The expected output is the data below, character for character, without its pictures.

**** Exercise input

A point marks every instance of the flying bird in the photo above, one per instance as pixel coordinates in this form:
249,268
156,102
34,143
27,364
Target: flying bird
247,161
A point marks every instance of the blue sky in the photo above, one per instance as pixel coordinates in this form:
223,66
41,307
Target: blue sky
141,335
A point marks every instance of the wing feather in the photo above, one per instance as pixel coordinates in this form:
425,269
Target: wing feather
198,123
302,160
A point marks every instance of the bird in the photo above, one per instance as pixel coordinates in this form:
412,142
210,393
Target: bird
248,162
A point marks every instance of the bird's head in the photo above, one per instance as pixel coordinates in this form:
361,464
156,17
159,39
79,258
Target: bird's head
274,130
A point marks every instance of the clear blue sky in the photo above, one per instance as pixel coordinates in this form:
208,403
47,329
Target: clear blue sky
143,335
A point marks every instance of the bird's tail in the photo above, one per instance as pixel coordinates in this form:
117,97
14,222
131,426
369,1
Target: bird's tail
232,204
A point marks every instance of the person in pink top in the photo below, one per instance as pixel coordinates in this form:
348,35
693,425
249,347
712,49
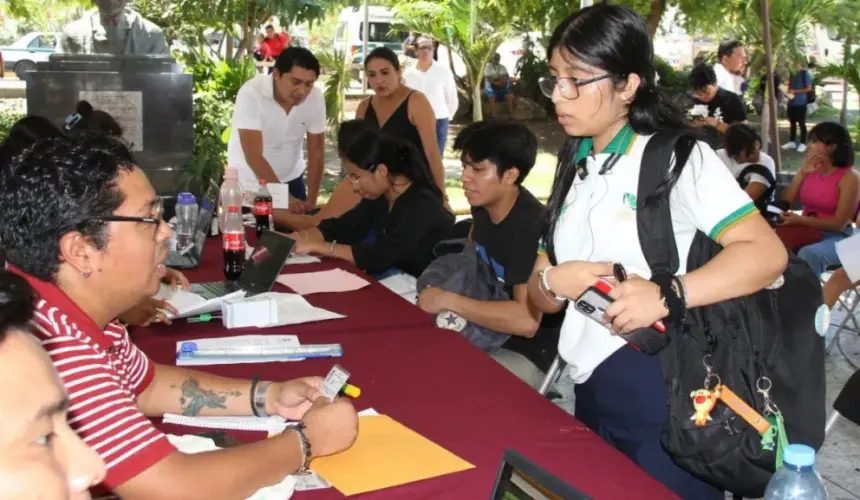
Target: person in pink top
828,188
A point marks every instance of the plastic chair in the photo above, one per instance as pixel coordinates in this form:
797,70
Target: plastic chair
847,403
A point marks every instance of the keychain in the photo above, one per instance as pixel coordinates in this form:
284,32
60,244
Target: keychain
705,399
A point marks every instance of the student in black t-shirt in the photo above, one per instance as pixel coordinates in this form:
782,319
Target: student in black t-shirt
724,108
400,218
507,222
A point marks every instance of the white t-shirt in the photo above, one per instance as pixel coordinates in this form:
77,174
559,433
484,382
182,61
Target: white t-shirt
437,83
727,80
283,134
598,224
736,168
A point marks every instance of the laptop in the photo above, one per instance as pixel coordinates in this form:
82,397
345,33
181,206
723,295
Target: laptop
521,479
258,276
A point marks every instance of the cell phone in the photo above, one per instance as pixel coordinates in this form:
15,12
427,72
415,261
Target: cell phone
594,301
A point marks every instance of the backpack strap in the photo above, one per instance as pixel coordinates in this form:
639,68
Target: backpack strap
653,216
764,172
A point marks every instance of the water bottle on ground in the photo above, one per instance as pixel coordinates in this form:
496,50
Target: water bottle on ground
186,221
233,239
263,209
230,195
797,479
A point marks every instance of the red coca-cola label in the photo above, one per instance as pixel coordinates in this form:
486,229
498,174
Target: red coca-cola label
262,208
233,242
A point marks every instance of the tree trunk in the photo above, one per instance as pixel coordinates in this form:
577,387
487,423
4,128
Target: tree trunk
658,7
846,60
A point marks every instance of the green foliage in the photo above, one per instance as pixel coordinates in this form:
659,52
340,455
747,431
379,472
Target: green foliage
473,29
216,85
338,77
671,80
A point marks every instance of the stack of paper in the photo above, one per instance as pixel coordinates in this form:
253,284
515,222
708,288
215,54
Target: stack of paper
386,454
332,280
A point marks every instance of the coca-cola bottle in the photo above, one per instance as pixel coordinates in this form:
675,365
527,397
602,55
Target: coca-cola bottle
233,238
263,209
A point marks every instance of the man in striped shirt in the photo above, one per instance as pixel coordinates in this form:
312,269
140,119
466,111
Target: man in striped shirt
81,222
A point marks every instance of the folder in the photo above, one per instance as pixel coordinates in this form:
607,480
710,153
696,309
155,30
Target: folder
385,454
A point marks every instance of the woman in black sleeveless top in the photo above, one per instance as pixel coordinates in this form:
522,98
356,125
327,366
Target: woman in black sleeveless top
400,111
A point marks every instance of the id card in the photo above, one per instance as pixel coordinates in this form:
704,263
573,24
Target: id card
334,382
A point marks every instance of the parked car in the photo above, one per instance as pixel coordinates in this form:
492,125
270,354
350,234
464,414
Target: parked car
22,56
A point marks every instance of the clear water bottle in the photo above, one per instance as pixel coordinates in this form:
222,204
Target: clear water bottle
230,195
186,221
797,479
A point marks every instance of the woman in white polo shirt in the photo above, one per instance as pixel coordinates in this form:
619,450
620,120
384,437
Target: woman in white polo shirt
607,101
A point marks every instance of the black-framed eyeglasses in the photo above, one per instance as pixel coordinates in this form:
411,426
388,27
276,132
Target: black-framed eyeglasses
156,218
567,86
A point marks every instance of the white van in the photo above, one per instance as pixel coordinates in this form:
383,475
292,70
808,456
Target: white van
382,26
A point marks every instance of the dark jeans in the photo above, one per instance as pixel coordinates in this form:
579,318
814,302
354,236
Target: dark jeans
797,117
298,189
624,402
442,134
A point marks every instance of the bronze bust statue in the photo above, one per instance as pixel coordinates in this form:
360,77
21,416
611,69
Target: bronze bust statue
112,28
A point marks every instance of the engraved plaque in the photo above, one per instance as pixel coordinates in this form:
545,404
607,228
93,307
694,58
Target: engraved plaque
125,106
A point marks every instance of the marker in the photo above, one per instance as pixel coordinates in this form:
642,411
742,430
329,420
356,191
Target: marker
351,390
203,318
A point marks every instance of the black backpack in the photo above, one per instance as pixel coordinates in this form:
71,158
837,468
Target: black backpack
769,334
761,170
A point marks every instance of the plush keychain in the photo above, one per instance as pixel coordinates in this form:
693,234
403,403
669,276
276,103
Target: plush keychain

********

**Written response**.
A point marks every instance of the flying bird in the photo above, one per instance as pixel coordinates in this form:
249,268
156,102
34,143
27,364
Target: flying bird
247,161
A point marks every instance of the blue sky in the photo above, one per instance as pixel coordinates in this form:
223,66
41,307
Target: blue sky
141,335
A point marks every instance of the wing feather in the photo above, one per instance as pixel coordinates in this form:
425,269
Target: wing feather
198,123
302,160
A point marks every instance of the bird in the photo above, one per instance as pixel coordinates in this form:
412,142
210,393
Target: bird
248,162
A point marks every instance of the bird's head in the photo above, one per instance as pixel coordinates in this form:
361,464
156,17
159,39
79,258
Target: bird's head
274,130
A point marks every instance of the clear blue sky in the photo above, one per instance as pixel coordinates in this form:
208,403
47,329
Target: clear blue sky
143,335
A point marks every instance of the bird's tail in the photo above, one per instance as pixel coordinates in this form:
117,97
14,222
131,426
369,1
Target: bird's tail
232,204
A point marks every instance of the person in pink top in the photo below, one per instance as pixel coordinates in this form:
348,35
693,425
249,347
712,49
Target: person in pink top
828,188
A point marks every instance of the plastic chair in the photo above, one per instance as pixel coordinates in this form:
797,70
Target: plastic chair
847,403
A point marks every instance of the keychain in the photo above, one per instance as pixel coordinates in this form:
284,32
60,244
Target: keychain
705,399
A point marks every instance of the student in black t-shirt in the photo above, one per instance as pixel coordinates in this form:
782,319
Target: student in black t-shirt
724,108
400,218
507,222
A point marks every instance of the white t-shirt in the photo above, one per instance as pixel coordinates in this form:
77,174
559,433
484,382
182,61
Target: white t-shirt
437,83
727,80
283,134
598,224
736,168
A point marks every instance of the laptop in the photo above, one per instance as pixel coordinates in this form:
82,397
345,33
181,206
723,295
Target: laptop
521,479
258,276
A point marks every instance of the cell phone in the photo above, one per instance as pixel coordinates in this form:
15,12
427,72
415,261
Target: cell phone
594,301
A point marks every instance of the backpack strap in the photo above, one per instance as pixel coordinates in this form:
639,68
Target: backpack strap
653,216
764,172
A point marks every instance of the water bottle on ground in the photo above, one per instance as pixel coordinates in this form:
496,50
Target: water bottle on ground
186,221
233,239
263,209
230,195
797,479
A point marks every instance of the red coca-cola label in the photo above, one per instance as pixel coordinates in this form:
486,229
498,174
Target: red coca-cola label
262,208
233,242
A point marks every instance of the tree trunk in the photo above, one per instance as pixel coordinates in this form:
577,387
487,423
4,128
Target: tree trunk
658,7
846,60
A point marks every instance of the green foliage in the photo above, one per instance as pixel coordinates in this form:
659,52
340,455
747,431
379,472
Target: green foliage
473,29
216,85
338,77
671,80
A point marks every instance of the stack of paper in the photo above, one per instance as pixel coordinates in this form:
253,284
515,222
708,288
215,54
Target: stack of paper
386,454
332,280
A point marks every instance of the coca-cola bottle in the photo above, one per instance as pixel coordinates in this form:
675,365
527,397
602,55
Target: coca-cola bottle
233,238
263,209
A point marks every instance of the man in striped shirt in the photo above, one per instance as pixel coordinates in this form:
312,269
140,119
466,111
Target: man in striped shirt
81,222
A point marks every instance of the folder in the photo above, one per instance as pixel coordinates in this form:
607,480
710,153
696,309
155,30
Target: folder
385,454
A point marks every instance of the woman in black sleeveless top in the photo above, one per instance as pixel coordinates in this form:
522,98
356,125
327,366
Target: woman in black sleeveless top
400,111
A point marks every instance of the id card in the photo above, one per instance as pixel coordinates in this form:
704,263
573,24
Target: id card
334,382
A point marks every instance of the parked car in the photo above, one per instance as pixel coordinates in this form:
492,125
270,354
350,234
464,414
Target: parked car
22,56
A point marks every instance of the clear water bottle in the photo above, one per instance as pixel coordinates in this form:
222,204
Target: clear water bottle
230,195
186,221
797,479
A point marks every instance of the woman in white polo shirt in the photo above, one per instance as pixel coordinates in this form:
619,450
620,120
384,437
Target: woman in white polo shirt
607,101
A point marks every instance of the black-framed eyeglasses in the photo above, one per instance as pixel coordinates in this form:
411,426
388,27
276,132
Target: black-framed eyeglasses
156,218
567,86
A point marks every instance of the white van in the photo above, one per instance as pixel coordinates in this form:
383,475
292,70
808,456
Target: white van
382,26
A point marks every instance of the dark jeans in the photo above, one per instance as pixel coordinates in this form:
579,318
814,302
354,236
Target: dark jeans
797,117
298,189
624,402
442,134
A point marks every instance of the bronze bust statue in the photo above, one per instance as pixel coordinates in this form:
360,77
21,416
611,69
Target: bronze bust statue
112,28
A point marks every instance of the engraved plaque in the photo above, one per instance as pixel coordinates in this form:
545,404
607,228
93,307
694,58
Target: engraved plaque
125,106
A point marks every instance of the marker in the photo above, one per instance as pixel coordinates in this form:
642,411
742,430
329,420
356,191
Target: marker
351,390
203,318
A point marks every instance of the black backpack in the photo above, one per instance as pixel coordinates in this form:
71,158
837,468
Target: black backpack
769,334
761,170
A point marks every instance of the plush keychain in the photo above, one per instance as pixel coordinates in this form:
693,234
403,403
669,276
276,103
Target: plush keychain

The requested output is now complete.